Textauszug:
====================

Der Begriff der Gegenleistung im Sinne des § 5 GrEStG ist ein dem Grunderwerbsteuerrecht eigentümlicher Begriff, der über den bürgerlich-rechtlichen Begriff der Gegenleistung hinausgeht. Was Gegenleistung ist, wird im § 5 GrEStG nicht erschöpfend angeführt. In Verbindung mit § 3 Abs. 1 Z 2 zweiter Satz GrEStG ist vielmehr klargestellt, dass dabei auch der Wert der vorbehaltenen Nutzung maßgeblich ist (vgl. hg. Erkenntnis vom 18. Juli 2002, Zl. 2002/16/0100).

Zu den vorbehaltenen Nutzungen, die iSd § 5 Abs. 1 Z 1 GrEStG der Gegenleistung zuzurechnen sind, zählen insbesondere Fruchtgenussrechte (vgl. die hg Erkenntnisse vom 23. September 1953, Zl. 1861/51, und vom 27. Mai 1999, Zl. 98/16/0349). Solche Nutzungen erhöhen die Gegenleistung oder können - entgegen der Auffassung des Beschwerdeführers - allein die Gegenleistung im steuerrechtlichen Sinne darstellen.

Die Fruchtnießung ist gemäß § 509 ABGB das Recht, eine fremde Sache, mit Schonung der Substanz, ohne alle Einschränkung zu genießen; überhaupt ist dem Begriff der Dienstbarkeit nach § 472 ABGB das Recht an einer fremden Sache wesentlich, da nach allgemeinen Regeln niemand Rechte gegen sich selbst begründen und haben kann (vgl. das hg. Erkenntnis vom 6. Dezember 1990, Zl. 89/16/0003).

====================

Angezeigte Informationen:
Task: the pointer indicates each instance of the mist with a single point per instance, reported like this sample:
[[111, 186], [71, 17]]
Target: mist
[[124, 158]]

====================

Schriftliche Aufgaben:
• A. Welche Rechte zählen laut dem Textauszug insbesondere zu den vorbehaltenen Nutzungen, die der Gegenleistung zuzurechnen sind?
• B. Schreiben Sie aus dem Textauszug alles von „Der Begriff der“ bis hin zu „steuerrechtlichen Sinne darstellen.“ wortgetreu ab.
• C. Fassen Sie den Textauszug in zwei Sätzen zusammen.
Das Material wird dafür nicht gebraucht.

Lösungen der Aufgaben:
• A. Fruchtgenussrechte.

• B.
Der Begriff der Gegenleistung im Sinne des § 5 GrEStG ist ein dem Grunderwerbsteuerrecht eigentümlicher Begriff, der über den bürgerlich-rechtlichen Begriff der Gegenleistung hinausgeht. Was Gegenleistung ist, wird im § 5 GrEStG nicht erschöpfend angeführt. In Verbindung mit § 3 Abs. 1 Z 2 zweiter Satz GrEStG ist vielmehr klargestellt, dass dabei auch der Wert der vorbehaltenen Nutzung maßgeblich ist (vgl. hg. Erkenntnis vom 18. Juli 2002, Zl. 2002/16/0100).

Zu den vorbehaltenen Nutzungen, die iSd § 5 Abs. 1 Z 1 GrEStG der Gegenleistung zuzurechnen sind, zählen insbesondere Fruchtgenussrechte (vgl. die hg Erkenntnisse vom 23. September 1953, Zl. 1861/51, und vom 27. Mai 1999, Zl. 98/16/0349). Solche Nutzungen erhöhen die Gegenleistung oder können - entgegen der Auffassung des Beschwerdeführers - allein die Gegenleistung im steuerrechtlichen Sinne darstellen.

• C. Der Begriff der Gegenleistung nach § 5 GrEStG geht über den bürgerlich-rechtlichen Begriff hinaus und umfasst auch den Wert der vorbehaltenen Nutzung, zu der insbesondere Fruchtgenussrechte zählen. Solche Nutzungen können die Gegenleistung erhöhen oder allein die Gegenleistung darstellen, wobei die Fruchtnießung nach § 509 ABGB das Recht ist, eine fremde Sache mit Schonung der Substanz ohne alle Einschränkung zu genießen.